Aim A: Reproduce the email thread about snd_soc_put_volsw word for word, from start to finish.
Aim B: List each line of the records that contains the word "white", copying every such line in full.

Selection:
Right, I wasn't sure about the remaining two -- volsw_sx and xr_sx -- 
that's why I only did this one I could at least test.

But CS42L51 is on STM32MP1 DKx devkit, CCing Alex , ST might be able to 
look at that one and test.

>> Furthermore, the mask calculation and usage in snd_soc_put_volsw()
>> isn't right, either, I'm afraid; if the range is [-10, 0], max=0, then
>> mask will 0, which will omit all values...
> 
> Indeed, if anyone did that.  Fortunately I don't *think* that's an
> issue.  The whole way that code handles signed bitfields by remapping
> them into unsigned user visible controls is a landmine, it's not even
> obvious that they handle signed bitfields in the first place.

[...]
Tan Nayır May 16, 2022, 11:53 p.m. UTC | #6
The same changes that are applied to the snd_soc_put_volsw should also 
be applied
to the volsw_sx and xr_sx put callback functions.

Pointing dataset excerpts
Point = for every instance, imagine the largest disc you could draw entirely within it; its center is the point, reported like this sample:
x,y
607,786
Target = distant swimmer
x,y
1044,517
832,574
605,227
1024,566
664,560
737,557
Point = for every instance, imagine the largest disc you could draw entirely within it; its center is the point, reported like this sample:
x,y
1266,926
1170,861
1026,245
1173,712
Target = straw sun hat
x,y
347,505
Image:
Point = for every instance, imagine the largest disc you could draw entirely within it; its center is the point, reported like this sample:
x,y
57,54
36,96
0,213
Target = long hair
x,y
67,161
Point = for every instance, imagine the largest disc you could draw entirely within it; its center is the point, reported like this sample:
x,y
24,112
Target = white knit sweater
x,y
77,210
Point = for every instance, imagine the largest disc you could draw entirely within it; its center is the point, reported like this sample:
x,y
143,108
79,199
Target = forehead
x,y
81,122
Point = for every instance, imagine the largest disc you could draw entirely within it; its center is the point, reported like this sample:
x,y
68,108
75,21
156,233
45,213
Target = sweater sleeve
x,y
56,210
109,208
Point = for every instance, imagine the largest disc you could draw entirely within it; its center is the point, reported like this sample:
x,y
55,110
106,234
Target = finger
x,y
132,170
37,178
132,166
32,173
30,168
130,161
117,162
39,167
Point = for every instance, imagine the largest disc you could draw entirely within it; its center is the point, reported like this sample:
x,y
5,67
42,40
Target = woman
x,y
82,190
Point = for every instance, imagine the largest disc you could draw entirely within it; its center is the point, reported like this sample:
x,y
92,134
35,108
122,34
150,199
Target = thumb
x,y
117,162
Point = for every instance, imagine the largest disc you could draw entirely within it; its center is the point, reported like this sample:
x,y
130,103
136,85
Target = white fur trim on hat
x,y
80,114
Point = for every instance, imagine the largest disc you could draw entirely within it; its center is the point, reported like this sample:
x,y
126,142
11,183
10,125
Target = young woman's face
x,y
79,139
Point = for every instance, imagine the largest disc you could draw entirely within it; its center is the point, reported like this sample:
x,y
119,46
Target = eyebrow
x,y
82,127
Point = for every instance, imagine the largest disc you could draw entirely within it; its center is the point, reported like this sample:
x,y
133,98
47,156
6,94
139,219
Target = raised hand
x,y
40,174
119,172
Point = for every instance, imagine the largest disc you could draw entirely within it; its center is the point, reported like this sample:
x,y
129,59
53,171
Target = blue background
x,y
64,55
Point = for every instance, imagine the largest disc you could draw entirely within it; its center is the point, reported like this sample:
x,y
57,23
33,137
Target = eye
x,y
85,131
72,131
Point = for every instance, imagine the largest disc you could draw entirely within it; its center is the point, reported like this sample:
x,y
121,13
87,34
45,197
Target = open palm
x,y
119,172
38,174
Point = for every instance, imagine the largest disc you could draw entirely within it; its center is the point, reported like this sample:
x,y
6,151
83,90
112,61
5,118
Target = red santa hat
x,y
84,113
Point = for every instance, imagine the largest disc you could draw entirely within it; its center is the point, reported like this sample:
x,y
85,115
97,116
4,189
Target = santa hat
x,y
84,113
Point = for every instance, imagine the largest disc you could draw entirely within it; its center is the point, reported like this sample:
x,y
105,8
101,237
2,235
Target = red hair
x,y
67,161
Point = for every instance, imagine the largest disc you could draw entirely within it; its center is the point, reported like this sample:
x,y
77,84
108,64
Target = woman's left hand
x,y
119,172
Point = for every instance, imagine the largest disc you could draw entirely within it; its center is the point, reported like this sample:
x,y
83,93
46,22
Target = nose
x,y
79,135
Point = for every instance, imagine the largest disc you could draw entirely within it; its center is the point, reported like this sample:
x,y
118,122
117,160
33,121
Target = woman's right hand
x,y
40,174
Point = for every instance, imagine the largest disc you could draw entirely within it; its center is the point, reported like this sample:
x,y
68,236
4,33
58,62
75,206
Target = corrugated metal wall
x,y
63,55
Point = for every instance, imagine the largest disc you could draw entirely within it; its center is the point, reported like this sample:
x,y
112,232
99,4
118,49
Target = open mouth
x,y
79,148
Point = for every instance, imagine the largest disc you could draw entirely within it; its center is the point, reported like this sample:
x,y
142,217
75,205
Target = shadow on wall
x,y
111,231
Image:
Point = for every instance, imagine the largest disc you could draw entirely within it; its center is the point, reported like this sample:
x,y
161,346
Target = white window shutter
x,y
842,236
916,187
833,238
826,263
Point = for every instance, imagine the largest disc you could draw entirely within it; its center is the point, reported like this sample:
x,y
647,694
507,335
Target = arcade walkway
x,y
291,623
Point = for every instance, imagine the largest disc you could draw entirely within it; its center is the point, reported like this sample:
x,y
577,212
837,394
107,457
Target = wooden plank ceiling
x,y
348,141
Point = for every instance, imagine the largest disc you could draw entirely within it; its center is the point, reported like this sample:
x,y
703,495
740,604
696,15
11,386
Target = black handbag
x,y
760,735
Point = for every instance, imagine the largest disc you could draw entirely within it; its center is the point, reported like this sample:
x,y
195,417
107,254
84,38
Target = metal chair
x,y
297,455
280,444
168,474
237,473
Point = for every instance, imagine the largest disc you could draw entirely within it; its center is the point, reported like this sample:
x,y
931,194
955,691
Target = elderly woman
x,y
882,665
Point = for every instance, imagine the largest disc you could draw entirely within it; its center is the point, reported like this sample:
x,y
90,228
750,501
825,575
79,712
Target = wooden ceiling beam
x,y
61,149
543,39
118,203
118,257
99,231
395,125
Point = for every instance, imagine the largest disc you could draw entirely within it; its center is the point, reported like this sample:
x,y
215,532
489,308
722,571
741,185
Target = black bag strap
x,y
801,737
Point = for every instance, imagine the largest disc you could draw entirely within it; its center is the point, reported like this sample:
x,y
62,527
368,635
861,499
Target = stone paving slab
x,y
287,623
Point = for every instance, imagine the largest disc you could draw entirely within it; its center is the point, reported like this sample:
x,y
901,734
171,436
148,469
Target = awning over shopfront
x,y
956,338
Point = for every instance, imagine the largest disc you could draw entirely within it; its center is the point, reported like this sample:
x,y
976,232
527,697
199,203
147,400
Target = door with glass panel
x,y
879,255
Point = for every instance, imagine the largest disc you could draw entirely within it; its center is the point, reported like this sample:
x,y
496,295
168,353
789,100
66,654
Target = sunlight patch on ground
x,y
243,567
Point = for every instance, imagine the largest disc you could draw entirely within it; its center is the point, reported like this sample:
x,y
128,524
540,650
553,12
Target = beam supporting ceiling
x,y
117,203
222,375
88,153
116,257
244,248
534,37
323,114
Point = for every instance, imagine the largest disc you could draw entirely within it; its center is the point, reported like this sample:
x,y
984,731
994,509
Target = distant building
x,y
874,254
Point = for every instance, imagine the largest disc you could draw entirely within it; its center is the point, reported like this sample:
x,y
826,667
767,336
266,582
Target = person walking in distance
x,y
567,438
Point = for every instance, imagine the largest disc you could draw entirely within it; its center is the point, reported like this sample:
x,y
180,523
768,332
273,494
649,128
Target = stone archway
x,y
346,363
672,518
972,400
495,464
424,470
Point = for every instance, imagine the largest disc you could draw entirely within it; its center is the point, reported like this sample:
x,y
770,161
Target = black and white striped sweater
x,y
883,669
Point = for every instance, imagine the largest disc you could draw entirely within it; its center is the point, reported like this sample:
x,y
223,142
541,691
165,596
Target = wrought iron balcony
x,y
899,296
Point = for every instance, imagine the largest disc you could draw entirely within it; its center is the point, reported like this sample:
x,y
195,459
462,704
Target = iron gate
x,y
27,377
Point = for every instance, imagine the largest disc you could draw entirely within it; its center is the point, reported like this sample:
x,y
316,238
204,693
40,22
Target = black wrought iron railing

Reply A:
Right, I wasn't sure about the remaining two -- volsw_sx and xr_sx -- 
that's why I only did this one I could at least test.

But CS42L51 is on STM32MP1 DKx devkit, CCing Alex , ST might be able to 
look at that one and test.

>> Furthermore, the mask calculation and usage in snd_soc_put_volsw()
>> isn't right, either, I'm afraid; if the range is [-10, 0], max=0, then
>> mask will 0, which will omit all values...
> 
> Indeed, if anyone did that.  Fortunately I don't *think* that's an
> issue.  The whole way that code handles signed bitfields by remapping
> them into unsigned user visible controls is a landmine, it's not even
> obvious that they handle signed bitfields in the first place.

[...]
Tan Nayır May 16, 2022, 11:53 p.m. UTC | #6
The same changes that are applied to the snd_soc_put_volsw should also 
be applied
to the volsw_sx and xr_sx put callback functions.

Reply B:
Target = white knit sweater
Target = white fur trim on hat
Target = white window shutter
Target = black and white striped sweater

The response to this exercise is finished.